--- START OF Text to read ---

Courtesy of Woodman Labs, Inc.
Sifteo Game Cubes: Sifteo cubes feature a clickable, full color LCD display, a variety of motion sensors and a rechargeable battery—all in a 3.8-centimeter block. The cubes can be moved, shaken, flipped and rotated to play a number of classic games like chess, dominoes and jigsaw puzzles. More modern games let you use the cubes to make music, match patterns and test math skills. The cubes must connect wirelessly to a nearby computer via a compact USB radio link, and can hold up to four hours of play on a single charge.
Courtesy of Sifteo, Inc.
Vectrix Personal Electric Vehicle: The Vectrix VX-1 Li+ is an awfully big (and awfully expensive) gadget, but this all-electric scooter stands out for its ability to max out at about 110 kilometers per hour and travel up to about 135 kilometers on a fully charged battery. Acceleration from zero to 80 kilometers per hour takes 6.25 seconds. The VX-1 Li+ has a multifunction throttle that lets riders accelerate or slow down depending on the direction they twist it. The scooter can be recharged by plugging into a 110/220-volt outlet.

--- END OF Text to read ---
--- START OF Dataset extract ---

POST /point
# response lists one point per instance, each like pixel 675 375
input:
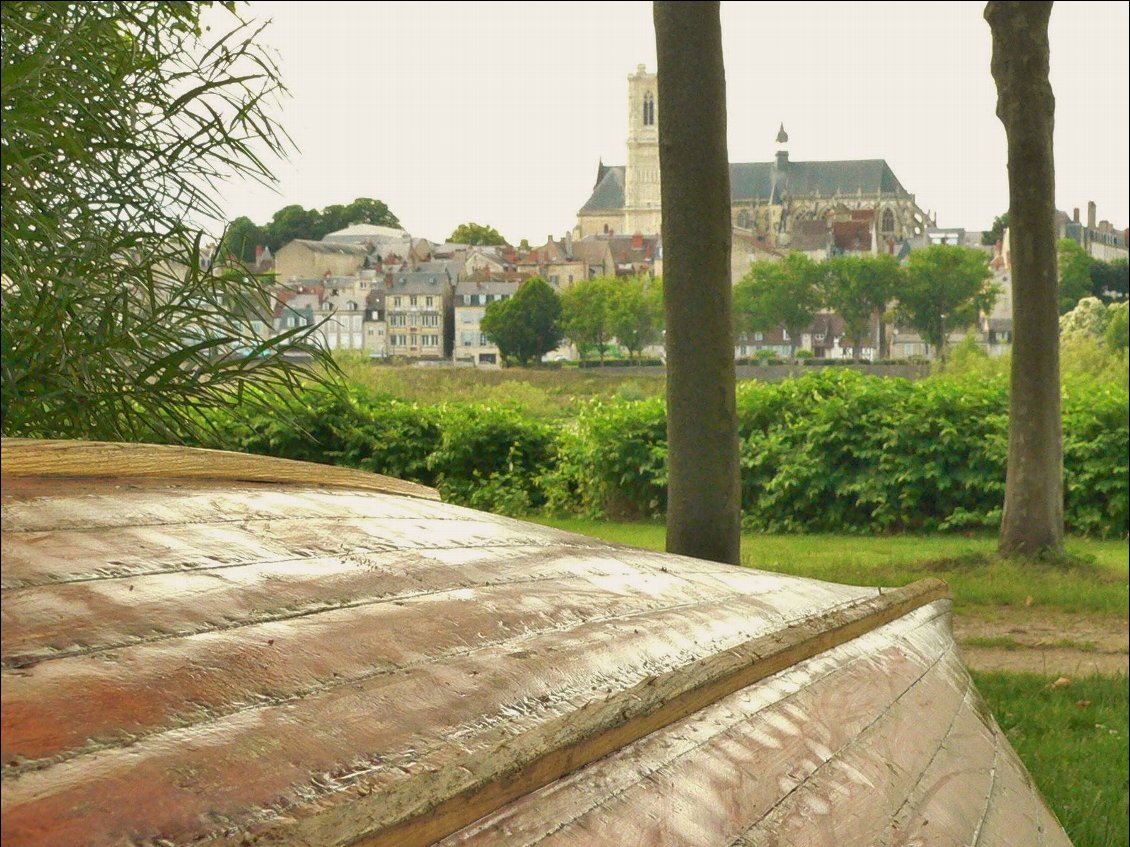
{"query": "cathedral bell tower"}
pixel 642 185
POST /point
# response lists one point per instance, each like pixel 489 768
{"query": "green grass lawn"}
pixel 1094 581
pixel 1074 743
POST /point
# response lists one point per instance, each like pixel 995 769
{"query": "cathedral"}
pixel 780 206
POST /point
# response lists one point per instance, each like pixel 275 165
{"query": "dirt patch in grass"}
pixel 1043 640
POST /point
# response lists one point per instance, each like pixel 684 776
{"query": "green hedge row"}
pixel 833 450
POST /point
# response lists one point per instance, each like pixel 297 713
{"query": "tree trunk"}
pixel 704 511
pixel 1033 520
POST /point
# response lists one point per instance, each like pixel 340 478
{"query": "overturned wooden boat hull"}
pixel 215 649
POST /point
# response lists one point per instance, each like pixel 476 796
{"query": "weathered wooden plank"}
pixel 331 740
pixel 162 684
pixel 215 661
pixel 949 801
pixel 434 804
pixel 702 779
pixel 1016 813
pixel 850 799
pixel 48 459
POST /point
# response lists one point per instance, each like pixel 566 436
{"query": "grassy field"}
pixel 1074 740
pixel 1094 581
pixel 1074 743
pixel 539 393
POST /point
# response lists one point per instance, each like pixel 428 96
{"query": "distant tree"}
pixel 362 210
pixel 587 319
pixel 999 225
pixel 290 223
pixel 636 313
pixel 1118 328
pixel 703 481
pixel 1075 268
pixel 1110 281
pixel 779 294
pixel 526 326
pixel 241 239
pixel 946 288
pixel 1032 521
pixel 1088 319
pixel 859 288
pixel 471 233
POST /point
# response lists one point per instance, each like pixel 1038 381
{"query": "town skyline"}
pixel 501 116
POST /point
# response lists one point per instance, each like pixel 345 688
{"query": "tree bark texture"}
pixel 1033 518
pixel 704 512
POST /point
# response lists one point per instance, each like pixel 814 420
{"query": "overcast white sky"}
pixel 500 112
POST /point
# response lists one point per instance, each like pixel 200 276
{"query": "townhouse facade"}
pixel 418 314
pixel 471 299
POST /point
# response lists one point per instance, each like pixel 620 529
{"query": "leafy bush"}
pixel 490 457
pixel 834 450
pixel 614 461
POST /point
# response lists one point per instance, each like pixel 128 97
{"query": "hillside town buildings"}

--- END OF Dataset extract ---

Answer these questions from the gadget text above:
1. On a single charge, how many hours of play can the Sifteo cubes hold?
2. What top speed can the Vectrix VX-1 Li+ reach?
3. How long does the VX-1 Li+ take to accelerate from zero to 80 kilometers per hour?

**Expected answer**
1. Up to four hours.
2. About 110 kilometers per hour.
3. 6.25 seconds.